> [Given task]: Add 40 to every bounding box coordinate in the answers, and write out every line in the stretch from the start of the items through the line containing "[102,74,108,83]", keeping all other text unchanged. Leave the pictures out of your answer.

____ Available records

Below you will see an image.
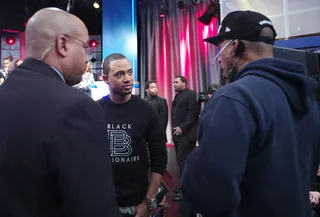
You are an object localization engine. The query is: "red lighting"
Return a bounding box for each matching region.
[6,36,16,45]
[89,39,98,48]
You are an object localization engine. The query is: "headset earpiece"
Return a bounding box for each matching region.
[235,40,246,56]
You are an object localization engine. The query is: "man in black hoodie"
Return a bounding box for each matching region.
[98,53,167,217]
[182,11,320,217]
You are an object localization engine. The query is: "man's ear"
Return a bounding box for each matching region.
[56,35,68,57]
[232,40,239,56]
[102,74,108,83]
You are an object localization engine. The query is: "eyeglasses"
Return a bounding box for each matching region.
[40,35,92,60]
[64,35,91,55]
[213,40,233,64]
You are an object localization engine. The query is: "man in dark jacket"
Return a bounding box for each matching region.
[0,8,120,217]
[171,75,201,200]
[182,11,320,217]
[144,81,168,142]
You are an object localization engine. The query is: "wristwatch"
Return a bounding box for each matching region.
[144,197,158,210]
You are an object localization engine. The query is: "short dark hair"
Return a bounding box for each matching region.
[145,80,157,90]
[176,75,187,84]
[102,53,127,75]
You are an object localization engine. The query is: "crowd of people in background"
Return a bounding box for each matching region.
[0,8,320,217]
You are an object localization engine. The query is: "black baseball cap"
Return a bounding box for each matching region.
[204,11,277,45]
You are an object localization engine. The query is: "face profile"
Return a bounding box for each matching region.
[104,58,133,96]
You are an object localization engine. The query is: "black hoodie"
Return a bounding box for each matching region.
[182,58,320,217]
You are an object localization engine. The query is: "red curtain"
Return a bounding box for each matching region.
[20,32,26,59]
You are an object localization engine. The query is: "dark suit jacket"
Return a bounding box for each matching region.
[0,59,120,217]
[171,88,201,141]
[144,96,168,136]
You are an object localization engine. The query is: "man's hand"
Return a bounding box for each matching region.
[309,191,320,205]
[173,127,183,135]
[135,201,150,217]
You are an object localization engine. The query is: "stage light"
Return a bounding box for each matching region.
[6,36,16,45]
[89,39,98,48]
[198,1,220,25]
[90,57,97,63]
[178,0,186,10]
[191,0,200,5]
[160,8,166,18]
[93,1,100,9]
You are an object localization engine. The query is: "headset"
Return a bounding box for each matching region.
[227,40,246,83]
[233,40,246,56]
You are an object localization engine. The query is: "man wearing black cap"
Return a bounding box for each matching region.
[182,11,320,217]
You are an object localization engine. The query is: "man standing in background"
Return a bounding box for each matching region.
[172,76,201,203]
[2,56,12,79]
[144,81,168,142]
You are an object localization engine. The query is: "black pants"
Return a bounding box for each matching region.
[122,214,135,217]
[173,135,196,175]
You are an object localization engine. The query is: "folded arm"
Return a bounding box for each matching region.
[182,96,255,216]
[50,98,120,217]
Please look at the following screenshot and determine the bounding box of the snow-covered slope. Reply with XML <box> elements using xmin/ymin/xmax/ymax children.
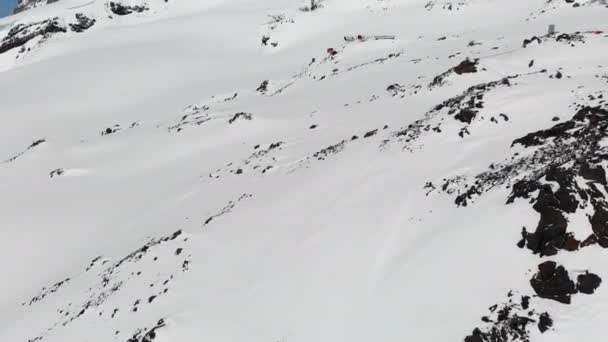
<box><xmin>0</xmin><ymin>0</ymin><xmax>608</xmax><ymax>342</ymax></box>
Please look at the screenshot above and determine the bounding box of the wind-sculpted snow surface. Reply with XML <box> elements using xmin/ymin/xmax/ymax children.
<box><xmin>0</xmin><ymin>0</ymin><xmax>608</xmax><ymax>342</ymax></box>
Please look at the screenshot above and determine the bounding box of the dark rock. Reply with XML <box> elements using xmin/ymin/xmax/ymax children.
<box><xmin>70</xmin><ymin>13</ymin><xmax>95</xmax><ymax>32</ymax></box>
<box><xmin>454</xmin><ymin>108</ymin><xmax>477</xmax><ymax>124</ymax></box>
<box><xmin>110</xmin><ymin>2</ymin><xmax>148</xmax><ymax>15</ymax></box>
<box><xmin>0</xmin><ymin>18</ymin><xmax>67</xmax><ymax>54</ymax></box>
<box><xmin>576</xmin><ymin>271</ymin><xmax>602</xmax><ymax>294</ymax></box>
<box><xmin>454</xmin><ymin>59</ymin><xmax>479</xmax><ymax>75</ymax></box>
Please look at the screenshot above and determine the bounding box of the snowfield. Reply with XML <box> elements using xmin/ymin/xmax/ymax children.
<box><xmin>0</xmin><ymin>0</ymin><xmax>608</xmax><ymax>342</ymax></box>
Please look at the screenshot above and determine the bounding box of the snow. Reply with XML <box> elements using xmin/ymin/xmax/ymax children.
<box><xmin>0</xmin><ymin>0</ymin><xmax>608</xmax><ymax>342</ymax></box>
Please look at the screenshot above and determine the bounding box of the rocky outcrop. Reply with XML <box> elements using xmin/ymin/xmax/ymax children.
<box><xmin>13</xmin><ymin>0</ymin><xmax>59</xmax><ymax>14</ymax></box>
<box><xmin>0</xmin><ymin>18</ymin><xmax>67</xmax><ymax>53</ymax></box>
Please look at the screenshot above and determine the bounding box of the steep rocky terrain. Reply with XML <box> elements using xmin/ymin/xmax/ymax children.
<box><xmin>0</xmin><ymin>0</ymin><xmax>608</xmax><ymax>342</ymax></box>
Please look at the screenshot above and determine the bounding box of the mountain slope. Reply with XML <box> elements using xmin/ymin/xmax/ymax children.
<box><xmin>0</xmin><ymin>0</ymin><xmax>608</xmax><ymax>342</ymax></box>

________

> [Written answer]:
Below you will see an image.
You are an object localization engine. The query is: "red lighting"
Return a bounding box for each matching region.
[46,76,56,85]
[129,79,138,88]
You are an object localization engine. The query is: "headset earpiece"
Return a bounding box for each matching region.
[275,80,286,96]
You are an object localization engine. The query is: "man in black hoodie"
Return a bounding box for each matching region.
[138,93,207,257]
[222,51,360,257]
You are an object localization engine. The query is: "man's ear"
Return a bounding box for each matching region.
[96,75,108,97]
[272,80,279,96]
[142,114,148,123]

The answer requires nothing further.